● REQUIREMENTS
Copy out every one of the rows below word for word, with no changes.

● RECORDS SHOWN
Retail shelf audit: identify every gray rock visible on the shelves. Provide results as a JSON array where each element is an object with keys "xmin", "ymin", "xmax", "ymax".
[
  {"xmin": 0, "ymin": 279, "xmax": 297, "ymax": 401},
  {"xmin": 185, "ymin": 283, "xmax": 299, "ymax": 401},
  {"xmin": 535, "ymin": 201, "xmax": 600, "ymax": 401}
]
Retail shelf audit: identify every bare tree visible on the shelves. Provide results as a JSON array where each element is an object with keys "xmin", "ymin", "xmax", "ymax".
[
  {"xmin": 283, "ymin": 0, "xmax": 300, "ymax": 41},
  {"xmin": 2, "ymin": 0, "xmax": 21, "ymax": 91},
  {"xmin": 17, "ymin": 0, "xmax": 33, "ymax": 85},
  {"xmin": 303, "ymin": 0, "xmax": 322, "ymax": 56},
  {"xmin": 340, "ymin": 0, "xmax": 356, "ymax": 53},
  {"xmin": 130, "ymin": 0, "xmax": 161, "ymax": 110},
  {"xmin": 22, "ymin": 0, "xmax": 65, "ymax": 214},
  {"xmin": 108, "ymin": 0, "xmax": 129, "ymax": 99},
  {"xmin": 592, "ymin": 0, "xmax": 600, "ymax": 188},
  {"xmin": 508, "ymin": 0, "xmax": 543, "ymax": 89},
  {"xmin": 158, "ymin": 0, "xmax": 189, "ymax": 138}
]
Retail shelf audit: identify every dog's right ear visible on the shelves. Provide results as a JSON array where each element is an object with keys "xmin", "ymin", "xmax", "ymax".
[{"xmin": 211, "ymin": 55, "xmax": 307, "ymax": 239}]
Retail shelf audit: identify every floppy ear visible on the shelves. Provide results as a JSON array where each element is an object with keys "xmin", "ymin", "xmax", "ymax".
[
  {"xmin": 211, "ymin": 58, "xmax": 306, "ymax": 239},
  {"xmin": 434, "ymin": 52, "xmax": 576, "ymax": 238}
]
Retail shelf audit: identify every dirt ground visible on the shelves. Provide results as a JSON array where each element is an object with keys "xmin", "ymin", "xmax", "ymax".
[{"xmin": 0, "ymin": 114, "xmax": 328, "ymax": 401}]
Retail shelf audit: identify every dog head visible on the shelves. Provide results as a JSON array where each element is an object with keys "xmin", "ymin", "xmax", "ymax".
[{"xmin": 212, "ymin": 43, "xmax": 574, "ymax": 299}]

● RESULT OF THIS EXERCISE
Retail shelf audit: identify every gray rock visible on the shelves. Provide results as a JSON array where each element is an object with keys "xmin", "ymin", "xmax", "ymax".
[
  {"xmin": 0, "ymin": 279, "xmax": 297, "ymax": 401},
  {"xmin": 185, "ymin": 283, "xmax": 299, "ymax": 401},
  {"xmin": 535, "ymin": 201, "xmax": 600, "ymax": 401}
]
Retail shelf audit: identify every bare tree visible on the shelves. Provide results as a JSON array where each element is an object with keys "xmin", "ymin", "xmax", "ymax".
[
  {"xmin": 283, "ymin": 0, "xmax": 300, "ymax": 41},
  {"xmin": 2, "ymin": 0, "xmax": 21, "ymax": 91},
  {"xmin": 17, "ymin": 0, "xmax": 33, "ymax": 85},
  {"xmin": 303, "ymin": 0, "xmax": 322, "ymax": 56},
  {"xmin": 340, "ymin": 0, "xmax": 356, "ymax": 53},
  {"xmin": 130, "ymin": 0, "xmax": 161, "ymax": 110},
  {"xmin": 22, "ymin": 0, "xmax": 65, "ymax": 214},
  {"xmin": 108, "ymin": 0, "xmax": 129, "ymax": 99},
  {"xmin": 592, "ymin": 0, "xmax": 600, "ymax": 188},
  {"xmin": 508, "ymin": 0, "xmax": 543, "ymax": 89},
  {"xmin": 158, "ymin": 0, "xmax": 189, "ymax": 138}
]
Retail shelf audit: identify every dog's right ear visible on the shelves. Provide results as a JSON array where each element is an object with keys "xmin", "ymin", "xmax", "ymax".
[{"xmin": 211, "ymin": 55, "xmax": 307, "ymax": 239}]
Retail shelf audit: identify every floppy ear visible on the shelves. Provide results as a JSON array where each element is an object with keys "xmin", "ymin", "xmax", "ymax".
[
  {"xmin": 211, "ymin": 58, "xmax": 306, "ymax": 239},
  {"xmin": 434, "ymin": 52, "xmax": 576, "ymax": 238}
]
Retail shelf audit: identify every dirt ground visible on the shelves. Provide results as a JSON array where each element is an object with keys "xmin", "ymin", "xmax", "ymax".
[{"xmin": 0, "ymin": 114, "xmax": 328, "ymax": 401}]
Retail shelf audit: identify every dog head visible on the shelves. Provide results as a JSON array where each element is an object with keys "xmin", "ymin", "xmax", "ymax".
[{"xmin": 212, "ymin": 43, "xmax": 574, "ymax": 299}]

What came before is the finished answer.